WHAT YOU ARE ASKED TO DO: Every line of the material below should be repeated exactly.

RECORDS PROVIDED:
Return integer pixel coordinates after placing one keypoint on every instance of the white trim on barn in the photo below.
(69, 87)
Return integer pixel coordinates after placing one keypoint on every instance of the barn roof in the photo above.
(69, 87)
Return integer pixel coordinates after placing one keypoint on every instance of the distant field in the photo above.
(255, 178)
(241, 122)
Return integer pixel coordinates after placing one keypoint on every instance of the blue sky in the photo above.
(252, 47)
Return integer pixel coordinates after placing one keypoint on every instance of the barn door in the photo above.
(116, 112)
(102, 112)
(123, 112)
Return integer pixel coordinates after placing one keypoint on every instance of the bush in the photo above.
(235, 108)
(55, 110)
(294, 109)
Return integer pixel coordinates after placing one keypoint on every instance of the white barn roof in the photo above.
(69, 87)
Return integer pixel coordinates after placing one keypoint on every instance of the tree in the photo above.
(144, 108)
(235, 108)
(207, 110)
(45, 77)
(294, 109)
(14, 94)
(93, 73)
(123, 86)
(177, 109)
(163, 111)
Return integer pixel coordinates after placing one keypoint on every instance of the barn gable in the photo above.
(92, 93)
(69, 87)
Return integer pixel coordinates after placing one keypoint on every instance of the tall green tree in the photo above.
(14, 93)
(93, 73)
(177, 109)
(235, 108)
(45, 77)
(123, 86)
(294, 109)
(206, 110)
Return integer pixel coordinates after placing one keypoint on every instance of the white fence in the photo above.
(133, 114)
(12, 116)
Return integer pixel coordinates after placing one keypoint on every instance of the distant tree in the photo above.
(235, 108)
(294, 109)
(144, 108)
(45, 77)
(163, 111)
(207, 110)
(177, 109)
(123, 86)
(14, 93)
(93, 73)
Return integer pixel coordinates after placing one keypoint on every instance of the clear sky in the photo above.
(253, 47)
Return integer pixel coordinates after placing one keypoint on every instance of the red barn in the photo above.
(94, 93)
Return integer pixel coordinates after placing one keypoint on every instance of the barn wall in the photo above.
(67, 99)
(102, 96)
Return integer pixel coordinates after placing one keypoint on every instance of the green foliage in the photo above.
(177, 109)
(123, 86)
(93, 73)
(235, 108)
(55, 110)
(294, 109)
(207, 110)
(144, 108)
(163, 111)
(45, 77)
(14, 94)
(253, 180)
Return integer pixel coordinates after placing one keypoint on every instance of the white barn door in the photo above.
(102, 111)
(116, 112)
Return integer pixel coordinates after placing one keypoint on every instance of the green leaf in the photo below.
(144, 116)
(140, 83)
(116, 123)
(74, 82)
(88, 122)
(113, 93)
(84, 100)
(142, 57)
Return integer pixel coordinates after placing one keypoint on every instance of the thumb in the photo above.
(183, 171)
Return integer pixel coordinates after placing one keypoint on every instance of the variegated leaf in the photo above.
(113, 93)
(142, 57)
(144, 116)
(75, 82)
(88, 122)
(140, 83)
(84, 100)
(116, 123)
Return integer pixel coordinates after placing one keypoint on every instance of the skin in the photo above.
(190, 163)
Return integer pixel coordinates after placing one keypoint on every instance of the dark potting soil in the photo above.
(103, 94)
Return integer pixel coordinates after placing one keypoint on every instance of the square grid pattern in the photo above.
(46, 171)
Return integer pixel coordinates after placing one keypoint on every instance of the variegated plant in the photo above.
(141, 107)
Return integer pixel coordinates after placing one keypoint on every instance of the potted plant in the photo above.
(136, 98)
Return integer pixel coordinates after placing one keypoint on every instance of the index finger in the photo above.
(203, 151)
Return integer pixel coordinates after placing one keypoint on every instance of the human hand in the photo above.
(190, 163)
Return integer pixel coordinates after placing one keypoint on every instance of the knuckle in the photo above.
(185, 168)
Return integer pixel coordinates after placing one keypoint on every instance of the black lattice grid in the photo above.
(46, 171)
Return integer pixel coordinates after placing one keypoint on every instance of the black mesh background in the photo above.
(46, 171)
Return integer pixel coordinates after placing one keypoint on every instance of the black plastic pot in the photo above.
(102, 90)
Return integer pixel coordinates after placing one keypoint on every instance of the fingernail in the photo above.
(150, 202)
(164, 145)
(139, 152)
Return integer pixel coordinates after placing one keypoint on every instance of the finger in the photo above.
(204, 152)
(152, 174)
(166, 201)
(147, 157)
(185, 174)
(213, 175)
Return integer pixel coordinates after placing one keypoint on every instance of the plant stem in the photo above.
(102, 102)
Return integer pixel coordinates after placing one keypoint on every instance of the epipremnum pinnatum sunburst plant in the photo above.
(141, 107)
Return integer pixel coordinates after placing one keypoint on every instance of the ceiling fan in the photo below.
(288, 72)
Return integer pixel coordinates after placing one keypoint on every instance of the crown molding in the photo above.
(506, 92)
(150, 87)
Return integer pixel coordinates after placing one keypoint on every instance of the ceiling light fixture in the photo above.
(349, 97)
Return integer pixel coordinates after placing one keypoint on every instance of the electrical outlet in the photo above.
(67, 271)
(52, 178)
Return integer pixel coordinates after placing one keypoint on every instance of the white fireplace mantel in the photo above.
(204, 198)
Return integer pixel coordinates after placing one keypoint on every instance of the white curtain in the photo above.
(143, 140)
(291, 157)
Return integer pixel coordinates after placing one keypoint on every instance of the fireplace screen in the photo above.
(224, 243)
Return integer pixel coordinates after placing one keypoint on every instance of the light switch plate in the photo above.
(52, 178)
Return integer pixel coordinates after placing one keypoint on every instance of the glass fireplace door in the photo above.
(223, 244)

THE OUTPUT:
Return integer pixel coordinates after placing one keypoint on every instance of the white trim on barn in the photo below.
(69, 87)
Return integer pixel coordinates after placing one keypoint on every instance of the barn roof in the photo above.
(69, 87)
Return integer pixel coordinates after placing one keypoint on every instance of the distant field in the photo above.
(255, 178)
(241, 122)
Return integer pixel coordinates after placing one keypoint on every instance of the blue sky in the photo above.
(252, 47)
Return integer pixel coordinates after placing one keypoint on every instance of the barn door in the photo above.
(116, 112)
(102, 112)
(123, 112)
Return integer pixel coordinates after placing one keypoint on every instance of the bush in the photo above.
(235, 108)
(55, 110)
(294, 109)
Return integer pixel coordinates after placing one keypoint on every instance of the white barn roof in the photo above.
(69, 87)
Return integer pixel coordinates after placing one keypoint on every instance of the tree in the photo above.
(144, 108)
(235, 108)
(207, 110)
(45, 77)
(294, 109)
(14, 94)
(93, 73)
(123, 86)
(177, 109)
(163, 111)
Return integer pixel coordinates after placing one keypoint on every instance of the barn gable in the photo above.
(92, 93)
(69, 87)
Return integer pixel coordinates after placing one keypoint on every instance of the tall green tree in the photo above.
(14, 93)
(93, 73)
(177, 109)
(235, 108)
(45, 77)
(123, 86)
(294, 109)
(206, 110)
Return integer pixel coordinates after placing one keypoint on every instance of the white fence in the photo above.
(133, 114)
(12, 116)
Return integer pixel coordinates after placing one keypoint on every instance of the distant tree in the photo above.
(235, 108)
(294, 109)
(144, 108)
(45, 77)
(163, 111)
(207, 110)
(177, 109)
(123, 86)
(14, 93)
(93, 73)
Return integer pixel coordinates after placing one keypoint on every instance of the clear sky in the photo above.
(253, 47)
Return integer pixel coordinates after placing one keypoint on every instance of the red barn in the photo above.
(94, 93)
Return integer pixel coordinates after placing one keypoint on every instance of the barn wall in the photo above.
(67, 99)
(102, 96)
Return integer pixel coordinates after placing one keypoint on every instance of the green foliage in the photo above.
(177, 109)
(123, 86)
(93, 73)
(235, 108)
(55, 110)
(294, 109)
(207, 110)
(144, 108)
(163, 111)
(45, 77)
(14, 94)
(253, 180)
Return integer pixel coordinates after placing one keypoint on every instance of the white barn door in the photo above.
(102, 111)
(116, 112)
Return integer pixel coordinates after placing one keypoint on every instance of the green leaf in the photo below.
(144, 116)
(140, 83)
(116, 123)
(74, 82)
(88, 122)
(113, 93)
(84, 100)
(142, 57)
Return integer pixel coordinates after placing one keypoint on every instance of the thumb in the photo above.
(183, 171)
Return integer pixel coordinates after placing one keypoint on every instance of the variegated leaf in the photo above.
(113, 93)
(142, 57)
(144, 116)
(75, 82)
(88, 122)
(140, 83)
(84, 100)
(116, 123)
Return integer pixel coordinates after placing one keypoint on every instance of the skin in the photo above.
(190, 163)
Return integer pixel coordinates after placing one keypoint on every instance of the dark potting soil in the photo above.
(103, 94)
Return integer pixel coordinates after placing one keypoint on every instance of the square grid pattern in the photo above.
(46, 171)
Return integer pixel coordinates after placing one keypoint on every instance of the variegated plant in the photo above.
(141, 107)
Return integer pixel coordinates after placing one keypoint on every instance of the potted plant in the photo above.
(136, 98)
Return integer pixel coordinates after placing one keypoint on every instance of the index finger in the photo above.
(203, 151)
Return integer pixel coordinates after placing one keypoint on every instance of the human hand in the photo above.
(190, 163)
Return integer pixel coordinates after placing one keypoint on every instance of the knuckle in the photo above.
(185, 168)
Return integer pixel coordinates after placing one keypoint on every instance of the black lattice grid in the photo above.
(46, 171)
Return integer pixel coordinates after placing one keypoint on every instance of the black mesh background in the photo above.
(46, 171)
Return integer pixel coordinates after placing one keypoint on every instance of the black plastic pot in the photo above.
(102, 90)
Return integer pixel coordinates after placing one keypoint on every instance of the fingernail in the photo above.
(150, 202)
(164, 145)
(139, 152)
Return integer pixel coordinates after placing one keypoint on every instance of the finger in the photo above.
(204, 152)
(152, 174)
(166, 201)
(147, 157)
(185, 174)
(213, 175)
Return integer pixel coordinates after placing one keypoint on every instance of the plant stem in the photo above.
(102, 102)
Return integer pixel coordinates after placing one keypoint on every instance of the epipremnum pinnatum sunburst plant in the photo above.
(141, 107)
Return integer pixel coordinates after placing one keypoint on every instance of the ceiling fan in the photo below.
(288, 72)
Return integer pixel coordinates after placing one keypoint on every instance of the crown molding in the photo above.
(506, 92)
(150, 87)
Return integer pixel coordinates after placing one keypoint on every instance of the ceiling light fixture in the photo above.
(349, 97)
Return integer pixel coordinates after placing one keypoint on every instance of the electrical outlet in the photo above.
(67, 271)
(52, 178)
Return integer pixel coordinates after placing one keypoint on every instance of the white fireplace mantel in the photo above.
(204, 198)
Return integer pixel coordinates after placing one keypoint on every instance of the white curtain in the photo above.
(143, 140)
(291, 157)
Return integer pixel coordinates after placing one keypoint on every instance of the fireplace screen in the photo above.
(224, 243)
Return integer pixel coordinates after placing one keypoint on every instance of the light switch plate in the photo above.
(52, 178)
Return integer pixel coordinates after placing one keypoint on every instance of the glass fireplace door in the photo above.
(223, 244)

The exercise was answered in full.